Exercise prompt
All records below are to be transcribed exactly, with every picture left out.

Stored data
------

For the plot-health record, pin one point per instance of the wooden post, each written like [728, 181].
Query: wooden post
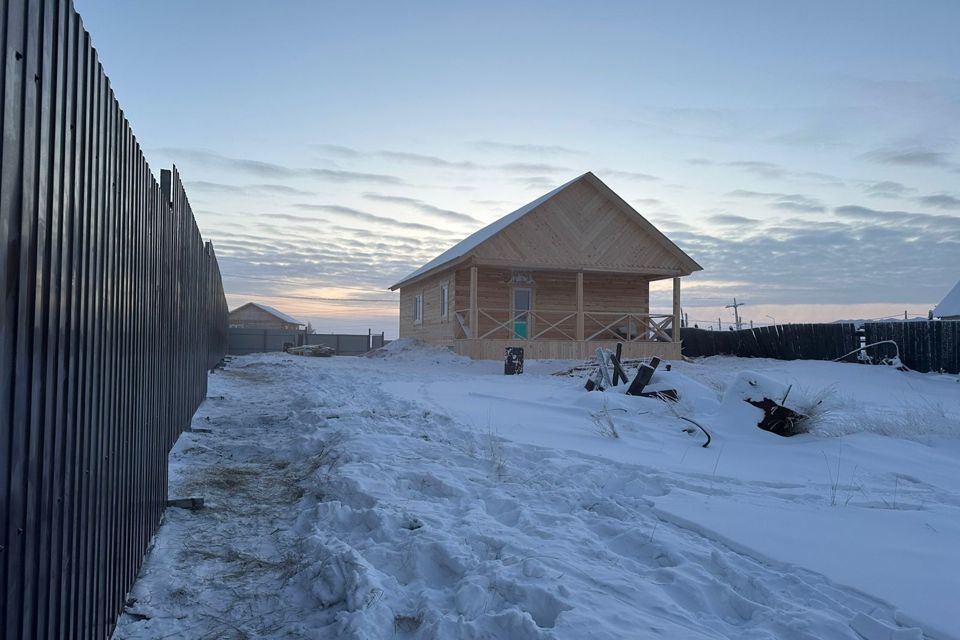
[474, 304]
[676, 310]
[580, 305]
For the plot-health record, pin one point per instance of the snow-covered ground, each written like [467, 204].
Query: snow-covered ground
[423, 495]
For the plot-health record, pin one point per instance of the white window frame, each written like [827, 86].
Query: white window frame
[444, 300]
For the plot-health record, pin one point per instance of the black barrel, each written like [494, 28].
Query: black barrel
[513, 361]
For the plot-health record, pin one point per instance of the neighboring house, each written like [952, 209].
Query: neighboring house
[561, 276]
[949, 307]
[254, 315]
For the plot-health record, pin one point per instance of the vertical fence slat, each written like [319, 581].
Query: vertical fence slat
[111, 312]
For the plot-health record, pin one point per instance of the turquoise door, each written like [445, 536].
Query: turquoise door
[522, 301]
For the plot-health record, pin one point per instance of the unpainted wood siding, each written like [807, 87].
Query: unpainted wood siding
[554, 298]
[432, 328]
[580, 228]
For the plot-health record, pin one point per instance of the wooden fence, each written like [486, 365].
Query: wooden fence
[923, 346]
[111, 312]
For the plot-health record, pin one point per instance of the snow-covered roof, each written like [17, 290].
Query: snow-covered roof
[274, 312]
[949, 306]
[474, 240]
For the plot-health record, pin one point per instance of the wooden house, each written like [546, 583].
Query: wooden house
[949, 307]
[254, 315]
[561, 276]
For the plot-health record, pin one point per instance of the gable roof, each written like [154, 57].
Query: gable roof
[274, 312]
[471, 242]
[950, 305]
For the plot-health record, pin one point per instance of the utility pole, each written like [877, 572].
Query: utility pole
[736, 312]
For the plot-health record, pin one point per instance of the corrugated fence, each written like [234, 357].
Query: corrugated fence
[924, 346]
[112, 310]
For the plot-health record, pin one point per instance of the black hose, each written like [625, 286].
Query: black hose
[699, 426]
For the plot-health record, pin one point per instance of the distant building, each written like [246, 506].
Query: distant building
[949, 307]
[254, 315]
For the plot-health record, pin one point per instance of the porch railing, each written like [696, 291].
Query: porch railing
[561, 324]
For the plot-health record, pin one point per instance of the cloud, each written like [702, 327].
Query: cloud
[879, 255]
[541, 183]
[356, 214]
[787, 201]
[436, 162]
[647, 202]
[914, 156]
[533, 149]
[532, 167]
[887, 189]
[337, 150]
[420, 205]
[732, 220]
[769, 170]
[427, 161]
[941, 201]
[271, 170]
[246, 189]
[629, 175]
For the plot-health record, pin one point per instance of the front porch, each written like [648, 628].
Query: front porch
[559, 314]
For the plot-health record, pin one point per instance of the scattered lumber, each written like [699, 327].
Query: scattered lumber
[192, 504]
[314, 350]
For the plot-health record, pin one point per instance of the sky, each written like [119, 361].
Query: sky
[805, 154]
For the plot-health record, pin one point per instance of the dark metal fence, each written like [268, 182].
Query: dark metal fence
[923, 346]
[783, 342]
[111, 312]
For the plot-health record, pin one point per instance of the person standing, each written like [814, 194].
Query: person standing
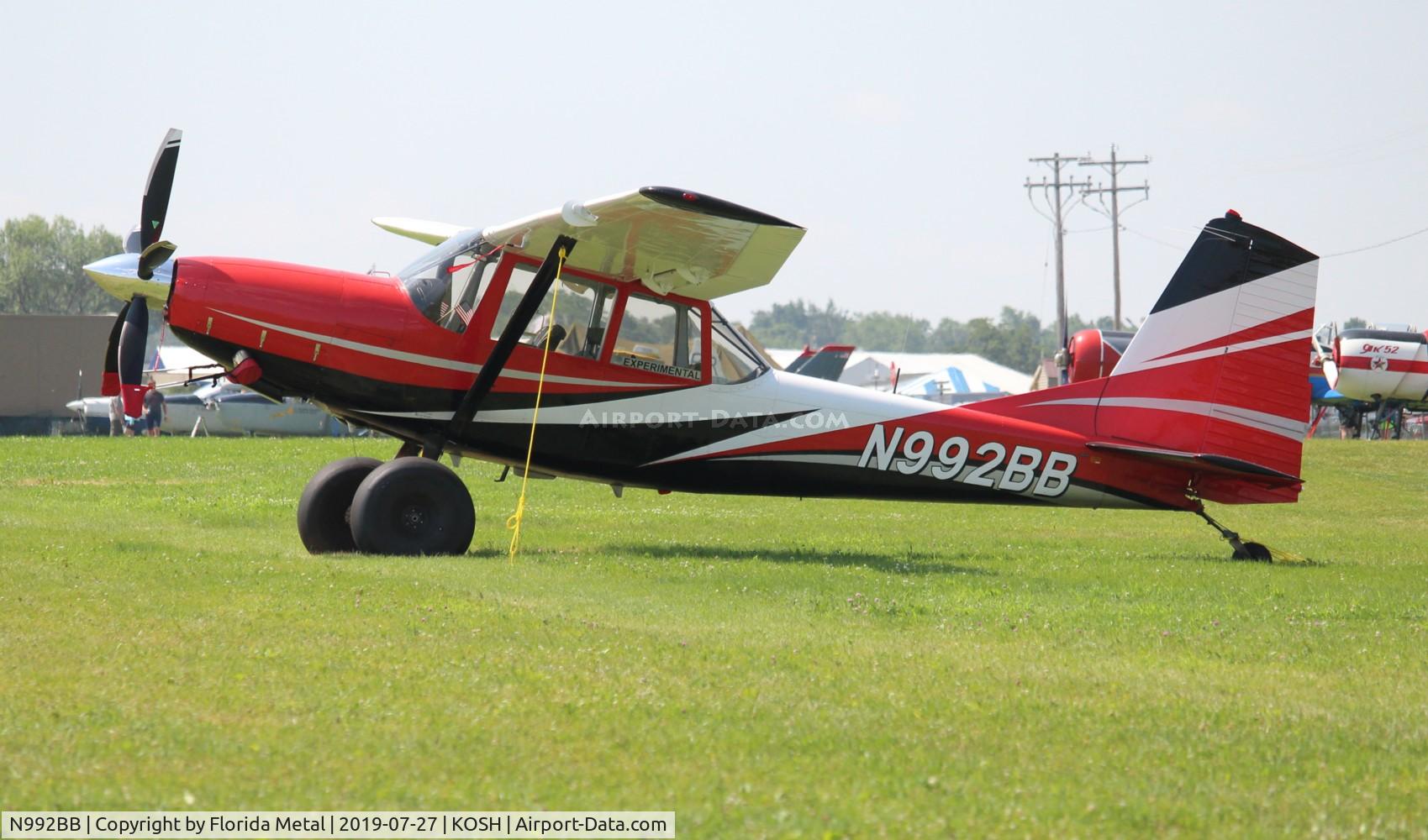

------

Written answer
For the plot-health record, pin one point per instance of the wooden post, each written like [728, 181].
Query: wooden post
[474, 304]
[676, 310]
[580, 305]
For the plot-health record, pin one point per instance of the snow-covered ground, each written like [467, 204].
Query: snow-covered ground
[423, 495]
For the plot-health record, pin one point per instance of the white window frame, each written like [827, 86].
Query: white window frame
[444, 300]
For the plot-health record, pin one point per instance of the black barrel, each written like [494, 28].
Query: black barrel
[513, 361]
For the plot-health record, pin one point per instance of the neighboring house, each written like [952, 209].
Query: neighboring house
[561, 276]
[949, 307]
[254, 315]
For the plot-health record, pin one point per instance of the vertical fence slat, each written like [319, 581].
Query: vertical fence slat
[111, 312]
For the plot-health record, pin one point per instance of the turquoise door, each written like [445, 536].
Query: turquoise door
[522, 301]
For the plot-health record, pin one point per instance of the unpainted wood siding, each written like [807, 87].
Query: unpainted wood siding
[554, 298]
[432, 328]
[580, 228]
For the plot-health record, pin one point per instance of the wooden fence, each written like [486, 365].
Query: wooden fence
[923, 346]
[111, 312]
For the plot-health record, pin one point per instance of the snow-covered roof, each written like [17, 290].
Query: snow-covered roof
[274, 312]
[949, 306]
[474, 240]
For the plot-health record, pin one point per instance of the wooden house, each written like [546, 583].
Query: wooden house
[949, 307]
[254, 315]
[561, 276]
For the plot-health record, pin one point per instance of the gable roof, each written like [154, 57].
Query: gable roof
[274, 312]
[471, 242]
[950, 305]
For the plot-health record, pin one point per instance of the utility pole, each written like [877, 572].
Query: utility pole
[736, 312]
For the plot-health record, pin one point per instance of the corrugated fence, each written like [234, 357].
Query: corrugated fence
[924, 346]
[112, 310]
For the plot-health record, pin one point per instance of the black hose, each written like [625, 286].
Query: black hose
[699, 426]
For the plot-health record, pin one point per instance of the distant building, each written like [246, 506].
Query: distant building
[949, 307]
[254, 315]
For the plot-health record, pin one point per instance of the porch railing, each written like [696, 291].
Query: porch railing
[561, 324]
For the plot-health record, pin one point per instance of the cloud, each written like [702, 327].
Query: cloud
[879, 255]
[541, 183]
[356, 214]
[787, 201]
[436, 162]
[647, 202]
[914, 156]
[533, 149]
[532, 167]
[887, 189]
[337, 150]
[420, 205]
[732, 220]
[769, 170]
[427, 161]
[941, 201]
[271, 170]
[246, 189]
[629, 175]
For the plot-health record, pin one point per instance of the front porch, each written like [648, 628].
Query: front porch
[559, 314]
For the plot-health record, pin one point per instance of the scattered lumber, each written like [699, 327].
Query: scattered lumber
[192, 504]
[314, 350]
For the plot-health record, pin one point per instance of the sky, each written like [119, 361].
Query: sky
[805, 154]
For the plot-health record, pin one point per instance of the dark metal fence, each written like [268, 182].
Query: dark metal fence
[923, 346]
[783, 342]
[111, 312]
For the plot-health record, pin one point per instance of the person standing, each written like [814, 194].
Query: person standing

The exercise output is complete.